Work to be completed:
Wherever "road" turns up in the entries, copy out the line that holds it.

Records from a data collection:
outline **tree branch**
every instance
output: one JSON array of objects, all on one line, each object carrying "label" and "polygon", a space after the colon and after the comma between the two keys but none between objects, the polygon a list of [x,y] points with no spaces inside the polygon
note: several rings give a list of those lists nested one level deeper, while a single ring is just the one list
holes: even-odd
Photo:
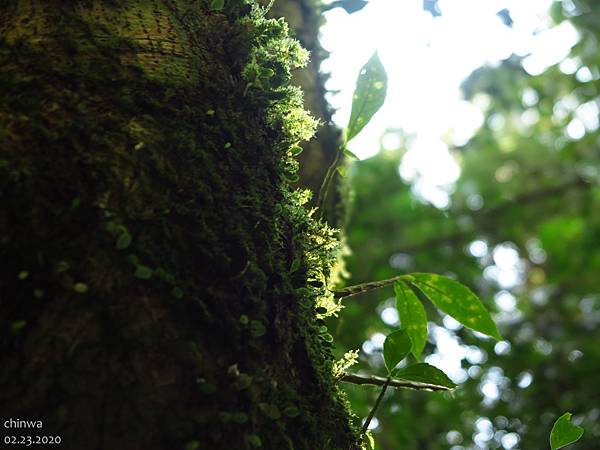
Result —
[{"label": "tree branch", "polygon": [[380,281],[370,281],[368,283],[355,284],[353,286],[348,286],[343,289],[333,291],[333,295],[335,295],[336,298],[352,297],[353,295],[362,294],[363,292],[369,292],[375,289],[380,289],[382,287],[388,286],[390,284],[395,283],[400,278],[402,278],[402,275],[398,275]]},{"label": "tree branch", "polygon": [[[340,381],[352,384],[371,384],[373,386],[384,386],[388,383],[387,378],[377,375],[358,375],[355,373],[346,373],[342,375]],[[430,383],[419,383],[418,381],[389,380],[389,386],[395,388],[415,389],[418,391],[449,391],[450,388]]]}]

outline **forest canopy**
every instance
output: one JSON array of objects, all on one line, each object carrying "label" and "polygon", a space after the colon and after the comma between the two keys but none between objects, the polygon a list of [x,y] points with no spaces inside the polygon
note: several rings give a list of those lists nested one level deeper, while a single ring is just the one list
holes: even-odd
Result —
[{"label": "forest canopy", "polygon": [[[425,6],[443,16],[443,5]],[[499,17],[512,26],[510,10]],[[445,187],[445,204],[423,196],[418,174],[405,175],[415,136],[402,129],[386,133],[395,148],[350,167],[347,284],[449,276],[493,311],[503,338],[473,333],[426,304],[424,360],[459,387],[389,392],[371,425],[377,448],[547,448],[564,411],[585,429],[573,448],[600,439],[600,7],[556,1],[548,21],[577,31],[559,61],[532,75],[531,61],[513,54],[463,82],[484,119],[468,142],[450,144],[460,175]],[[354,369],[383,374],[384,337],[402,326],[393,290],[344,306],[330,323],[338,356],[359,349]],[[366,417],[378,391],[346,389]]]}]

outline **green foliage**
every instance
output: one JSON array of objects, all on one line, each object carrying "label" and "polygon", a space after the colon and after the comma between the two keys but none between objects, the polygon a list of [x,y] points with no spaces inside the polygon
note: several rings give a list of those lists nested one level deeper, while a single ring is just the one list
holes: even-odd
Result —
[{"label": "green foliage", "polygon": [[209,0],[209,8],[213,11],[221,11],[225,6],[225,0]]},{"label": "green foliage", "polygon": [[265,102],[269,126],[281,130],[281,145],[296,146],[312,137],[317,122],[304,110],[302,91],[290,86],[291,71],[304,67],[308,52],[288,34],[283,18],[247,19],[255,28],[256,46],[242,70],[246,93]]},{"label": "green foliage", "polygon": [[415,286],[435,306],[466,327],[502,339],[490,313],[466,286],[433,273],[413,273],[402,277],[402,281]]},{"label": "green foliage", "polygon": [[394,283],[396,308],[400,315],[402,328],[412,341],[412,354],[418,360],[427,342],[427,315],[423,304],[412,289],[405,283]]},{"label": "green foliage", "polygon": [[410,353],[412,342],[404,330],[397,330],[388,334],[383,343],[383,359],[388,374],[394,373],[394,368]]},{"label": "green foliage", "polygon": [[377,52],[362,67],[352,95],[352,111],[346,129],[346,142],[351,141],[369,123],[385,101],[387,74]]},{"label": "green foliage", "polygon": [[583,428],[571,423],[572,414],[569,412],[560,416],[550,432],[550,448],[557,450],[577,442],[583,436]]},{"label": "green foliage", "polygon": [[448,389],[454,389],[456,384],[448,376],[435,366],[427,363],[418,363],[394,373],[395,378],[402,380],[417,381],[419,383],[435,384]]},{"label": "green foliage", "polygon": [[348,127],[345,130],[344,141],[340,145],[335,159],[327,169],[323,184],[319,189],[317,208],[319,208],[321,214],[323,214],[323,207],[333,176],[336,172],[342,177],[346,175],[346,168],[341,165],[342,155],[346,155],[350,159],[358,159],[354,153],[346,148],[346,144],[356,137],[375,113],[379,111],[379,108],[385,102],[386,94],[387,74],[377,52],[375,52],[358,74],[354,94],[352,94],[352,111]]},{"label": "green foliage", "polygon": [[[470,142],[450,145],[461,174],[446,208],[429,204],[415,194],[418,186],[398,175],[411,136],[390,130],[399,137],[397,150],[354,164],[348,284],[398,272],[447,274],[481,299],[505,340],[478,339],[444,314],[432,314],[424,302],[434,332],[422,358],[437,365],[451,342],[464,352],[456,369],[464,382],[452,397],[388,393],[377,414],[378,448],[501,448],[506,435],[518,441],[516,448],[547,448],[557,405],[580,411],[586,432],[578,446],[597,445],[592,374],[600,370],[600,130],[591,119],[585,134],[574,138],[568,126],[578,123],[582,110],[593,113],[600,93],[599,6],[587,0],[553,3],[555,21],[568,21],[581,37],[563,63],[530,76],[513,56],[478,69],[464,83],[467,99],[482,106],[484,121]],[[498,276],[506,274],[499,258],[505,253],[515,258],[510,282]],[[418,289],[413,292],[423,298]],[[387,314],[391,299],[381,290],[344,304],[338,352],[362,347],[355,370],[374,372],[380,357],[373,336],[397,327]],[[372,398],[359,387],[347,391],[354,410],[366,416]],[[485,442],[478,422],[489,424]]]}]

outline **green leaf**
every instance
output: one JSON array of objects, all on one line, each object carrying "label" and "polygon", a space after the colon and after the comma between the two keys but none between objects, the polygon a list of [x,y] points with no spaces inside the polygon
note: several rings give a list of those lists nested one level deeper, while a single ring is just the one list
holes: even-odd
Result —
[{"label": "green leaf", "polygon": [[290,148],[290,153],[292,156],[298,156],[300,153],[302,153],[302,150],[304,149],[299,145],[294,145],[292,148]]},{"label": "green leaf", "polygon": [[345,177],[346,176],[346,167],[345,166],[337,166],[335,168],[335,170],[338,171],[338,173],[340,174],[341,177]]},{"label": "green leaf", "polygon": [[88,285],[85,283],[75,283],[73,290],[78,294],[85,294],[88,291]]},{"label": "green leaf", "polygon": [[387,367],[388,374],[394,370],[406,356],[410,353],[412,342],[408,333],[404,330],[394,331],[385,338],[383,343],[383,360]]},{"label": "green leaf", "polygon": [[123,250],[129,247],[129,244],[131,244],[131,235],[127,230],[125,230],[119,235],[119,238],[117,239],[117,248],[119,250]]},{"label": "green leaf", "polygon": [[356,156],[354,153],[352,153],[346,147],[344,147],[344,155],[346,155],[350,159],[360,159],[358,156]]},{"label": "green leaf", "polygon": [[147,280],[152,277],[152,269],[150,267],[139,265],[136,267],[134,275],[141,280]]},{"label": "green leaf", "polygon": [[453,389],[456,384],[437,367],[427,363],[413,364],[412,366],[399,369],[394,373],[394,378],[401,378],[407,381],[417,381],[419,383],[435,384],[436,386]]},{"label": "green leaf", "polygon": [[221,11],[225,6],[225,0],[209,0],[208,4],[212,11]]},{"label": "green leaf", "polygon": [[273,405],[270,403],[259,403],[258,407],[270,419],[279,420],[281,418],[281,413],[279,412],[279,408],[277,407],[277,405]]},{"label": "green leaf", "polygon": [[402,280],[419,288],[432,303],[464,326],[501,340],[496,324],[481,300],[466,286],[434,273],[412,273]]},{"label": "green leaf", "polygon": [[301,258],[294,259],[292,261],[292,265],[290,266],[290,273],[294,273],[295,271],[297,271],[300,268],[301,264],[302,264]]},{"label": "green leaf", "polygon": [[400,323],[412,341],[412,354],[419,359],[427,342],[427,315],[423,304],[413,290],[404,283],[394,284],[396,308],[400,314]]},{"label": "green leaf", "polygon": [[550,447],[552,450],[566,447],[583,436],[583,428],[571,423],[572,415],[566,412],[554,422],[550,432]]},{"label": "green leaf", "polygon": [[350,142],[365,127],[385,101],[387,74],[377,52],[361,69],[352,96],[352,111],[346,131],[346,142]]}]

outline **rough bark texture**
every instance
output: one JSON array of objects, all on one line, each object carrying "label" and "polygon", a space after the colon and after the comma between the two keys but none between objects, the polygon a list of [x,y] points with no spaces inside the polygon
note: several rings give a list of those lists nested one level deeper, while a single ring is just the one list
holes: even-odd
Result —
[{"label": "rough bark texture", "polygon": [[336,243],[288,186],[298,49],[256,11],[0,5],[3,421],[77,450],[356,445],[315,312]]}]

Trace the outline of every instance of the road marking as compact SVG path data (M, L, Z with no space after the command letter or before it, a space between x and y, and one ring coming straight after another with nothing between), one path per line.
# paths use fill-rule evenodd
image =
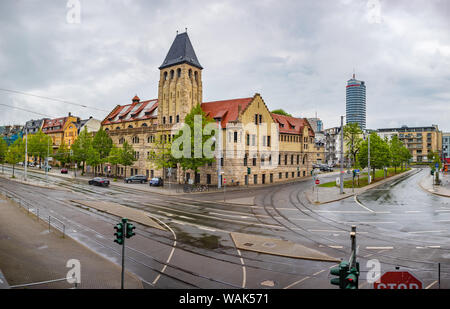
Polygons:
M447 232L447 230L440 230L440 231L418 231L418 232L408 232L409 234L421 234L421 233L442 233Z
M396 224L397 222L378 222L378 221L365 221L365 222L339 222L341 224Z
M313 274L313 276L317 276L318 274L321 274L321 273L323 273L324 271L325 271L325 269L322 269L322 270L316 272L315 274Z
M359 289L361 289L362 287L365 287L367 284L369 284L369 281L365 281L363 284L359 285Z
M333 267L336 267L336 266L339 266L339 264L335 264L333 266L330 266L330 268L328 268L328 269L332 269Z
M195 218L189 218L189 217L185 217L185 216L179 216L178 218L183 218L183 219L187 219L187 220L196 220Z
M245 270L244 259L242 258L241 251L239 251L239 249L237 249L237 252L238 252L239 256L241 257L241 264L242 264L242 288L245 289L245 284L246 284L246 281L247 281L247 271Z
M416 247L416 249L439 249L441 246Z
M394 247L366 247L367 250L392 250Z
M153 219L158 220L161 224L163 224L165 227L167 227L167 229L168 229L170 232L172 232L172 235L173 235L173 239L174 239L174 240L173 240L173 245L172 245L172 251L170 252L169 257L168 257L166 263L164 263L164 267L161 269L161 274L163 274L164 271L165 271L166 268L167 268L167 264L169 264L170 260L172 259L173 253L175 252L175 247L176 247L176 245L177 245L177 235L176 235L175 232L170 228L170 226L168 226L167 224L165 224L163 221L161 221L161 220L159 220L158 218L153 217L153 216L151 216L151 215L149 215L149 214L147 214L147 216L149 216L150 218L153 218ZM161 274L158 274L158 276L156 276L155 280L153 280L153 282L152 282L152 285L153 285L153 286L155 286L155 284L158 282L159 278L161 278Z
M296 282L294 282L294 283L292 283L292 284L289 284L287 287L285 287L285 288L283 288L284 290L286 290L286 289L289 289L289 288L291 288L291 287L293 287L294 285L297 285L297 284L299 284L299 283L301 283L301 282L303 282L303 281L305 281L306 279L309 279L310 277L305 277L305 278L303 278L303 279L301 279L301 280L298 280L298 281L296 281Z
M433 223L450 222L450 220L436 220Z
M225 217L231 217L231 218L241 218L241 219L249 219L250 217L247 216L236 216L236 215L227 215L227 214L221 214L217 212L210 212L210 215L218 215L218 216L225 216Z
M329 232L329 233L342 233L343 231L334 231L334 230L308 230L308 232Z
M417 214L419 212L423 212L423 211L421 211L421 210L407 210L407 211L405 211L405 213L407 213L407 214Z
M204 230L204 231L216 232L215 229L211 229L211 228L209 228L209 227L199 226L198 228L199 228L200 230Z
M439 209L439 210L435 210L434 212L449 212L450 209Z
M328 246L329 248L333 248L333 249L343 249L344 246Z
M42 249L47 249L48 248L48 246L47 245L43 245L43 246L40 246L39 248L37 248L38 250L42 250Z
M425 288L425 290L428 290L428 289L431 288L433 285L435 285L437 282L438 282L437 280L434 281L434 282L431 283L429 286L427 286L427 287Z
M294 220L294 221L307 221L307 222L316 222L317 220L315 219L300 219L300 218L289 218L289 220Z
M375 212L375 211L373 211L372 209L369 209L369 208L367 208L366 206L364 206L363 204L361 204L361 203L358 201L358 199L356 198L356 195L353 196L353 199L355 200L356 204L358 204L358 205L361 206L362 208L367 209L367 210L370 211L370 212Z

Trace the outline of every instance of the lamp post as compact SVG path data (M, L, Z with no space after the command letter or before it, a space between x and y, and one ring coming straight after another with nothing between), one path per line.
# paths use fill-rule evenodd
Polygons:
M221 175L222 175L222 143L220 136L222 135L222 117L214 117L214 120L218 122L218 134L217 134L217 189L222 186Z
M341 173L340 180L340 194L344 194L344 116L341 116Z

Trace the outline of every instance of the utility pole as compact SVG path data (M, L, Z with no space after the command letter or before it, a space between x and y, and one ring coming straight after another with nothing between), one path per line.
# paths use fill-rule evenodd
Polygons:
M340 193L344 194L344 116L341 116L341 173L340 179Z
M220 117L218 117L218 118L215 118L217 121L218 121L218 124L219 124L219 127L218 127L218 136L217 136L217 152L218 152L218 154L217 154L217 189L220 189L221 188L221 186L222 186L222 183L221 183L221 179L220 179L220 176L221 176L221 174L222 174L222 171L221 171L221 169L222 169L222 142L221 142L221 138L220 138L220 136L221 136L221 134L222 134L222 124L221 124L221 120L222 120L222 118L220 118Z
M367 160L367 180L368 180L368 184L370 185L371 183L371 178L370 178L370 134L369 134L369 139L368 139L368 160Z
M27 181L27 167L28 167L28 128L25 123L25 165L24 165L24 180Z

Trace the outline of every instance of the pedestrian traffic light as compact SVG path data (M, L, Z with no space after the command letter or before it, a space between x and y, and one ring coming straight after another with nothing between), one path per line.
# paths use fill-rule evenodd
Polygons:
M358 277L359 277L359 263L356 262L356 267L352 267L347 276L345 277L345 289L356 290L358 289Z
M136 228L136 227L135 227L133 224L127 223L127 232L126 232L126 237L127 237L127 238L131 238L131 237L133 237L134 235L136 235L136 233L133 232L133 230L134 230L135 228Z
M114 233L114 236L116 236L116 239L114 239L114 242L118 243L119 245L123 244L123 224L118 223L114 227L116 232Z
M250 167L247 167L247 175L250 175L252 173L252 169Z
M431 169L431 175L434 175L434 168Z
M346 286L345 279L348 275L348 262L342 261L339 266L333 267L330 270L330 274L338 276L337 278L332 278L330 283L333 285L338 285L340 289L344 289Z

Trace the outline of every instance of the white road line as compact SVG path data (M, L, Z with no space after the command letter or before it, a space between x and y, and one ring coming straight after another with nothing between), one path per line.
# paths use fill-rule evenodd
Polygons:
M187 219L187 220L196 220L195 218L185 217L185 216L179 216L179 218Z
M173 253L175 252L175 247L177 245L177 235L175 234L175 232L170 228L170 226L168 226L167 224L165 224L163 221L159 220L156 217L153 217L149 214L147 214L147 216L149 216L150 218L156 219L158 220L162 225L164 225L170 232L172 232L173 235L173 245L172 245L172 251L170 251L169 257L166 261L166 263L164 263L164 267L161 269L161 274L164 273L164 271L167 268L167 264L169 264L170 260L172 259ZM156 276L155 280L153 280L152 285L155 286L155 284L158 282L159 278L161 278L161 274L158 274L158 276Z
M369 281L364 281L363 284L360 284L360 285L358 286L358 289L361 289L362 287L365 287L367 284L369 284Z
M339 266L339 264L335 264L335 265L333 265L333 266L330 266L329 269L332 269L333 267L336 267L336 266Z
M428 290L428 289L431 288L433 285L435 285L437 282L438 282L437 280L434 281L434 282L431 283L429 286L427 286L427 287L425 288L425 290Z
M450 209L439 209L435 210L434 212L450 212Z
M250 217L247 216L236 216L236 215L227 215L227 214L221 214L218 212L210 212L210 215L218 215L218 216L225 216L225 217L231 217L231 218L241 218L241 219L249 219Z
M313 274L313 276L317 276L318 274L321 274L321 273L323 273L324 271L325 271L325 269L322 269L322 270L316 272L315 274Z
M344 248L344 246L328 246L329 248L332 248L332 249L343 249Z
M444 223L444 222L450 222L450 220L436 220L436 221L433 221L433 223Z
M416 247L416 249L439 249L441 246Z
M211 229L209 227L199 226L200 230L209 231L209 232L217 232L215 229Z
M356 195L353 196L353 199L355 200L356 204L358 204L358 205L361 206L362 208L367 209L367 210L370 211L370 212L375 212L375 211L373 211L372 209L369 209L369 208L367 208L366 206L364 206L363 204L361 204L361 203L358 201L358 199L356 198Z
M294 283L289 284L287 287L285 287L285 288L283 288L283 289L284 289L284 290L289 289L289 288L293 287L294 285L297 285L297 284L299 284L299 283L301 283L301 282L303 282L303 281L305 281L306 279L309 279L309 278L310 278L310 277L305 277L305 278L303 278L303 279L301 279L301 280L295 281Z
M247 282L247 271L245 269L244 259L242 258L241 251L237 249L237 252L239 256L241 257L241 264L242 264L242 288L245 289L245 284Z
M392 250L394 247L366 247L367 250Z
M442 233L447 232L447 230L440 230L440 231L418 231L418 232L408 232L409 234L422 234L422 233Z
M362 222L339 222L342 224L396 224L397 222L379 222L379 221L362 221Z
M423 211L421 211L421 210L407 210L407 211L405 211L405 213L407 213L407 214L417 214L417 213L420 213L420 212L423 212Z
M308 232L329 232L329 233L343 233L344 231L336 230L308 230Z

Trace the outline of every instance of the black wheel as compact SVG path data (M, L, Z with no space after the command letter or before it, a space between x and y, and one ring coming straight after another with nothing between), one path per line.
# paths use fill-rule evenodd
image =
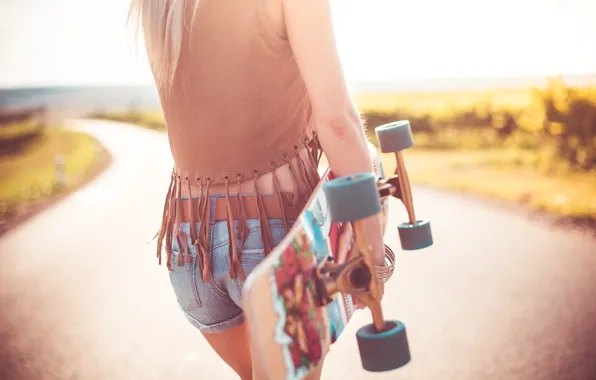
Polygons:
M331 220L352 222L381 212L381 198L373 173L360 173L323 184Z
M419 220L415 224L402 223L397 226L397 231L403 250L412 251L433 245L433 234L428 220Z
M400 120L375 128L379 148L383 153L401 152L414 146L412 128L408 120Z
M400 321L385 321L385 324L388 328L381 333L372 324L356 333L362 367L367 371L390 371L410 362L406 326Z

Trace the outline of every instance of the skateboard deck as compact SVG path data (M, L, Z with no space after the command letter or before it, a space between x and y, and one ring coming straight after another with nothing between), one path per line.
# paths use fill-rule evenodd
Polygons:
M385 179L377 149L369 143L375 175ZM284 240L248 276L243 289L253 355L275 379L301 379L320 362L358 308L356 297L341 292L317 306L314 270L329 256L347 261L354 236L350 223L333 222L321 180ZM382 200L383 230L388 200Z

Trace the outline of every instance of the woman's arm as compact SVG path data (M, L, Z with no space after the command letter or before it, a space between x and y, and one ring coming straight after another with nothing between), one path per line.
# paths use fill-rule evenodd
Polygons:
M372 172L360 115L349 94L329 0L282 0L288 38L313 107L319 141L336 176ZM380 217L366 220L374 261L382 265Z
M339 60L329 1L282 1L288 38L330 167L338 176L372 171L364 128Z

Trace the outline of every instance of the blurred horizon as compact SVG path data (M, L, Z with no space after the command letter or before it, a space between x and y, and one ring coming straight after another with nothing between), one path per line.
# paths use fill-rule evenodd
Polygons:
M596 77L596 49L587 48L596 46L591 0L331 4L346 77L356 89ZM143 50L135 56L128 45L127 7L122 0L1 2L0 88L151 86Z
M596 85L596 75L558 77L569 86ZM354 96L391 94L475 93L482 98L491 93L524 93L532 88L546 88L547 77L510 78L429 78L377 82L350 82ZM506 95L507 98L511 94ZM514 95L515 97L515 95ZM379 100L379 99L377 99ZM397 106L397 104L396 104ZM0 88L0 109L37 108L79 112L112 110L156 110L161 103L153 84L104 84L67 86L23 86Z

Solution to the problem:
Trace the outline of every instance of the road marking as compact SVG path data (M, L, Z with no space after the command letter or before it, a space between x and y, and one ring coming straight after another with nothing between), one path per line.
Trace the outline of every instance of the white road line as compact SVG path data (M, L, Z with no space after the command letter or before it, a space between x and y, and one ring coming straight after another with nothing between), one path per line.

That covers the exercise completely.